**Your objective:** Reproduce the listing below, swapping every "masks" for "polygons" and changing nothing else. Leave the pictures out.

**Extracted records:**
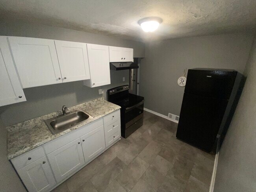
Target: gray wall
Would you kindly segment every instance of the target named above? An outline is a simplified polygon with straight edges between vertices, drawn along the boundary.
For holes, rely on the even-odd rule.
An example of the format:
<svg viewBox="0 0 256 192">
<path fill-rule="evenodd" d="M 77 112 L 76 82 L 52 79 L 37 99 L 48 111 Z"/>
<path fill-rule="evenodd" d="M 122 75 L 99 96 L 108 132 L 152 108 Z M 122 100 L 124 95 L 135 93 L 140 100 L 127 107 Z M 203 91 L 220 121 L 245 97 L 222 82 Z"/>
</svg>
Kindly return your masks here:
<svg viewBox="0 0 256 192">
<path fill-rule="evenodd" d="M 145 56 L 145 44 L 67 29 L 26 23 L 0 20 L 0 35 L 18 36 L 88 42 L 133 48 L 135 57 Z M 11 164 L 7 159 L 5 127 L 60 110 L 62 106 L 77 105 L 99 97 L 106 98 L 106 90 L 129 84 L 129 70 L 111 71 L 111 84 L 90 88 L 82 81 L 24 89 L 27 101 L 0 107 L 0 191 L 25 191 Z M 124 77 L 125 81 L 122 81 Z M 98 89 L 104 94 L 99 95 Z"/>
<path fill-rule="evenodd" d="M 236 33 L 146 43 L 140 87 L 145 107 L 166 116 L 179 115 L 184 87 L 177 80 L 184 70 L 222 68 L 243 73 L 253 38 L 251 34 Z"/>
<path fill-rule="evenodd" d="M 256 38 L 247 78 L 219 154 L 214 192 L 256 191 Z"/>
</svg>

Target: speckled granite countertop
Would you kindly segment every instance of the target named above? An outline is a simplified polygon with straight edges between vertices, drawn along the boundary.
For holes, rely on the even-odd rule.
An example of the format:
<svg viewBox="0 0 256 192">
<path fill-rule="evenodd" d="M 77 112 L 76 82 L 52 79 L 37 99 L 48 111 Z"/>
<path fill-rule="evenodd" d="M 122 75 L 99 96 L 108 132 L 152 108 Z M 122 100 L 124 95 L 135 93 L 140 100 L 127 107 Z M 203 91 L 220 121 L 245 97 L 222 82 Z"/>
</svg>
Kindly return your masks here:
<svg viewBox="0 0 256 192">
<path fill-rule="evenodd" d="M 50 132 L 44 120 L 62 114 L 61 111 L 6 127 L 8 159 L 15 157 L 121 108 L 102 98 L 69 107 L 70 111 L 81 109 L 94 118 L 54 135 Z"/>
</svg>

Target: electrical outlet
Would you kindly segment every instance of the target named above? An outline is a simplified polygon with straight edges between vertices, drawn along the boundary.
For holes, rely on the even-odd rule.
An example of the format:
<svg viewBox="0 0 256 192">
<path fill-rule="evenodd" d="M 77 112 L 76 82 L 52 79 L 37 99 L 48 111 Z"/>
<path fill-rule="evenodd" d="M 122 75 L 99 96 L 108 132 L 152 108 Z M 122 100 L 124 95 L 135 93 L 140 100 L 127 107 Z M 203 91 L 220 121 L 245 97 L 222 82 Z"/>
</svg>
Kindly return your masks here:
<svg viewBox="0 0 256 192">
<path fill-rule="evenodd" d="M 103 89 L 99 89 L 99 95 L 103 94 Z"/>
</svg>

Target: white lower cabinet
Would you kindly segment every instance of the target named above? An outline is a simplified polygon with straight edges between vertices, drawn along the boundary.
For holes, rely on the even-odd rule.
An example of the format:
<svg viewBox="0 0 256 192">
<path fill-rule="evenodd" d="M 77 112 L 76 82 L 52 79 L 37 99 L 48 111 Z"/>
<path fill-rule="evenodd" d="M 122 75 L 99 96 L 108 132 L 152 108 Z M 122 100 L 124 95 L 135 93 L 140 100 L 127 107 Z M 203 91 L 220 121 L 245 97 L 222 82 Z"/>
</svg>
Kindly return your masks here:
<svg viewBox="0 0 256 192">
<path fill-rule="evenodd" d="M 92 159 L 106 147 L 103 126 L 81 137 L 85 162 Z"/>
<path fill-rule="evenodd" d="M 17 172 L 30 192 L 48 192 L 56 184 L 45 156 Z"/>
<path fill-rule="evenodd" d="M 57 182 L 72 174 L 85 163 L 80 138 L 47 155 Z"/>
<path fill-rule="evenodd" d="M 118 141 L 120 127 L 118 110 L 11 161 L 29 192 L 49 192 Z"/>
</svg>

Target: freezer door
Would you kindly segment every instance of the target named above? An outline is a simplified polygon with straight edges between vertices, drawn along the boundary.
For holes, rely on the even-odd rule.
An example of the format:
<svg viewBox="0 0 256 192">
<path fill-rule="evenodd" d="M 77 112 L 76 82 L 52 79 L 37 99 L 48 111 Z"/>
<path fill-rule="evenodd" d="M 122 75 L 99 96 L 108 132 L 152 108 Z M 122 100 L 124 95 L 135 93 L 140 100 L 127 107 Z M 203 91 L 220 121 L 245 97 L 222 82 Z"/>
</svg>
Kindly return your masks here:
<svg viewBox="0 0 256 192">
<path fill-rule="evenodd" d="M 185 92 L 229 99 L 237 72 L 189 69 Z"/>
<path fill-rule="evenodd" d="M 226 100 L 184 93 L 176 137 L 210 151 L 228 102 Z"/>
</svg>

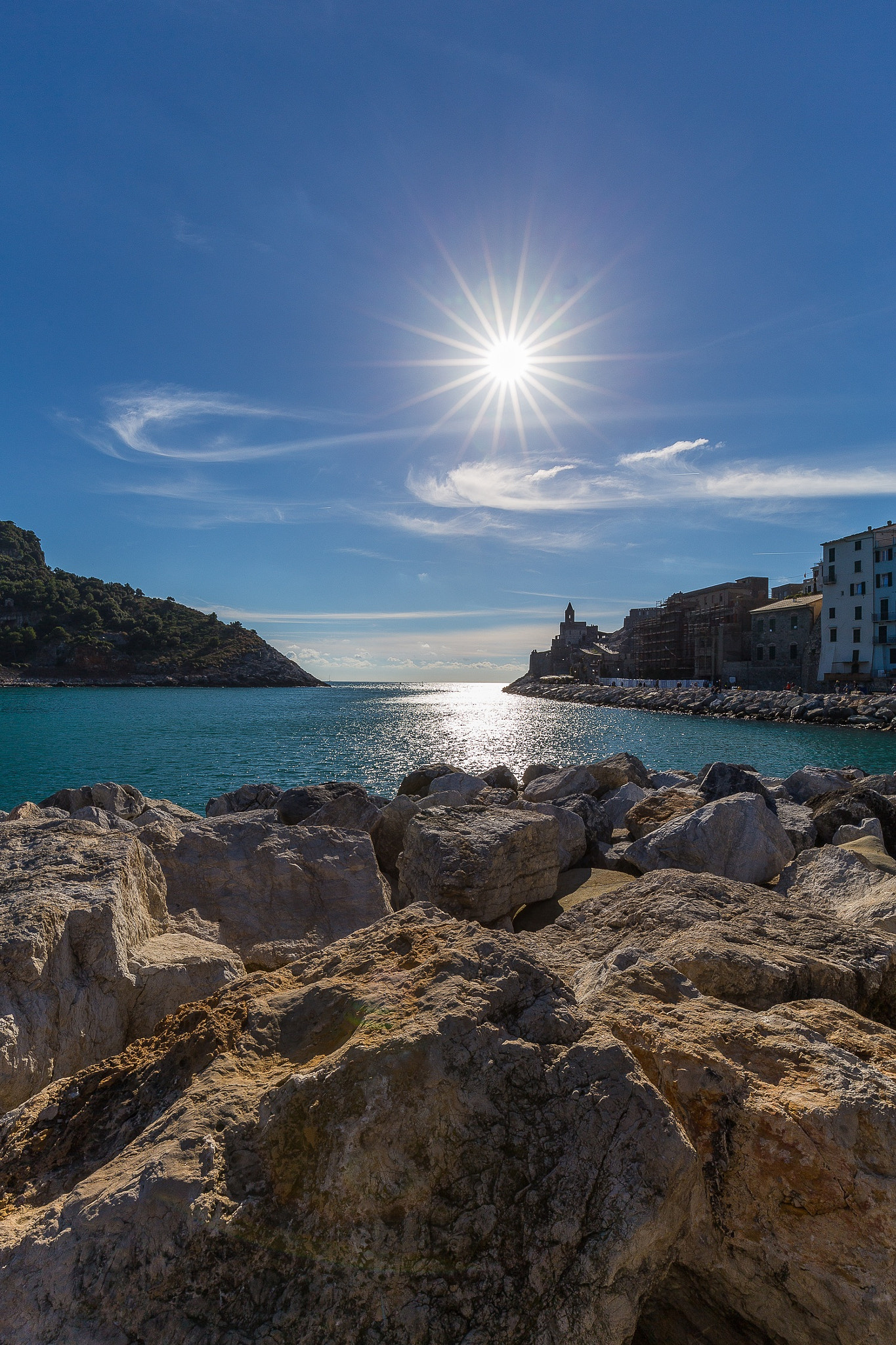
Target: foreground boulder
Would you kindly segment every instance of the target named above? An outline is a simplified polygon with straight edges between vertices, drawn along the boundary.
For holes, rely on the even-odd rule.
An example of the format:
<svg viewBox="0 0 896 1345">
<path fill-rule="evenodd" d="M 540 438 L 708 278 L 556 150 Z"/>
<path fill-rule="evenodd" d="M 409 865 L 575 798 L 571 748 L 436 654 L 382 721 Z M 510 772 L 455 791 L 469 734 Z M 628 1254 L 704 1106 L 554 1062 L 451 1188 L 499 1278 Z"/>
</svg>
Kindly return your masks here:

**Result of the exercise:**
Target: gray wall
Would you kindly segment every instance of the target named above? An outline is a simplified polygon with straight edges between vertices, drawn along the boundary.
For holes, rely on the even-odd rule.
An example of the format:
<svg viewBox="0 0 256 192">
<path fill-rule="evenodd" d="M 77 112 L 76 82 L 52 79 L 37 99 L 48 111 Z"/>
<path fill-rule="evenodd" d="M 122 75 L 99 96 L 108 132 L 152 108 Z M 122 100 L 124 95 L 135 93 L 140 100 L 127 107 Z M 203 91 L 220 121 L 245 97 L 222 82 Z"/>
</svg>
Kindly return your polygons here:
<svg viewBox="0 0 256 192">
<path fill-rule="evenodd" d="M 145 56 L 145 44 L 67 29 L 26 23 L 0 20 L 0 35 L 18 36 L 88 42 L 133 48 L 135 57 Z M 11 164 L 7 159 L 5 127 L 60 110 L 62 106 L 77 105 L 99 97 L 106 98 L 106 90 L 129 84 L 129 70 L 111 71 L 111 84 L 90 88 L 82 81 L 24 89 L 27 101 L 0 107 L 0 191 L 25 191 Z M 124 77 L 125 81 L 122 81 Z M 98 89 L 104 94 L 99 95 Z"/>
<path fill-rule="evenodd" d="M 236 33 L 146 43 L 140 87 L 145 107 L 166 116 L 179 115 L 184 87 L 177 80 L 184 70 L 222 68 L 243 73 L 253 38 L 251 34 Z"/>
<path fill-rule="evenodd" d="M 256 38 L 247 78 L 219 154 L 214 192 L 256 191 Z"/>
</svg>

Target: speckled granite countertop
Would you kindly segment every instance of the target named above? An outline is a simplified polygon with straight edges between vertices, drawn along the boundary.
For holes, rely on the even-odd rule.
An example of the format:
<svg viewBox="0 0 256 192">
<path fill-rule="evenodd" d="M 77 112 L 76 82 L 52 79 L 37 99 L 48 111 Z"/>
<path fill-rule="evenodd" d="M 122 75 L 99 96 L 108 132 L 152 108 Z M 122 100 L 124 95 L 135 93 L 140 100 L 127 107 Z M 203 91 L 220 121 L 245 97 L 222 82 Z"/>
</svg>
Kindly return your polygons here:
<svg viewBox="0 0 256 192">
<path fill-rule="evenodd" d="M 50 132 L 44 120 L 62 114 L 61 111 L 6 127 L 8 159 L 15 157 L 121 108 L 102 98 L 69 107 L 70 111 L 81 109 L 94 118 L 54 135 Z"/>
</svg>

Target: electrical outlet
Would you kindly segment every instance of the target named above? An outline is a simplified polygon with straight edges between vertices, drawn along the boundary.
For holes, rely on the even-odd rule.
An example of the format:
<svg viewBox="0 0 256 192">
<path fill-rule="evenodd" d="M 77 112 L 76 82 L 52 79 L 37 99 L 48 111 Z"/>
<path fill-rule="evenodd" d="M 122 75 L 99 96 L 108 132 L 152 108 Z M 122 100 L 124 95 L 135 93 L 140 100 L 127 107 Z M 203 91 L 220 121 L 245 97 L 222 82 Z"/>
</svg>
Kindly return your polygons here:
<svg viewBox="0 0 256 192">
<path fill-rule="evenodd" d="M 103 89 L 99 89 L 99 95 L 103 94 Z"/>
</svg>

Target: white lower cabinet
Would you kindly segment every instance of the target named above? An outline is a simplified polygon with straight edges between vertices, drawn along the boundary.
For holes, rely on the even-odd rule.
An example of the format:
<svg viewBox="0 0 256 192">
<path fill-rule="evenodd" d="M 77 112 L 76 82 L 52 79 L 37 99 L 48 111 Z"/>
<path fill-rule="evenodd" d="M 122 75 L 99 96 L 108 132 L 152 108 Z M 122 100 L 124 95 L 135 93 L 140 100 L 127 107 Z M 203 91 L 220 121 L 245 97 L 222 82 Z"/>
</svg>
Kindly return your polygons here:
<svg viewBox="0 0 256 192">
<path fill-rule="evenodd" d="M 92 159 L 106 147 L 103 126 L 81 137 L 85 162 Z"/>
<path fill-rule="evenodd" d="M 17 172 L 30 192 L 48 192 L 56 184 L 45 156 Z"/>
<path fill-rule="evenodd" d="M 57 182 L 72 174 L 85 163 L 80 138 L 47 155 Z"/>
<path fill-rule="evenodd" d="M 118 141 L 120 127 L 118 110 L 11 161 L 29 192 L 49 192 Z"/>
</svg>

Target: freezer door
Would you kindly segment every instance of the target named above? An outline is a simplified polygon with straight edges between vertices, drawn along the boundary.
For holes, rely on the even-odd rule.
An example of the format:
<svg viewBox="0 0 256 192">
<path fill-rule="evenodd" d="M 77 112 L 76 82 L 52 79 L 37 99 L 48 111 Z"/>
<path fill-rule="evenodd" d="M 122 75 L 99 96 L 108 132 L 152 108 Z M 122 100 L 124 95 L 135 93 L 140 100 L 127 107 Z M 203 91 L 220 121 L 245 97 L 222 82 Z"/>
</svg>
Kindly return your polygons here:
<svg viewBox="0 0 256 192">
<path fill-rule="evenodd" d="M 185 92 L 229 99 L 237 72 L 189 69 Z"/>
<path fill-rule="evenodd" d="M 226 100 L 184 93 L 176 137 L 210 151 L 228 102 Z"/>
</svg>

Target: foreground boulder
Would you kindly segment every instance of the target named above? An outline is a simplified polygon with straight edges between vertices, drawn along the boundary.
For holes, rely on the even-odd rule.
An example of the format:
<svg viewBox="0 0 896 1345">
<path fill-rule="evenodd" d="M 540 438 L 708 278 L 556 150 Z"/>
<path fill-rule="evenodd" d="M 409 865 L 575 798 L 571 748 L 436 654 L 382 721 Z M 510 772 L 455 791 L 469 734 Z M 628 1254 L 704 1106 L 554 1062 L 451 1188 L 499 1278 Z"/>
</svg>
Kindly return your polygons here:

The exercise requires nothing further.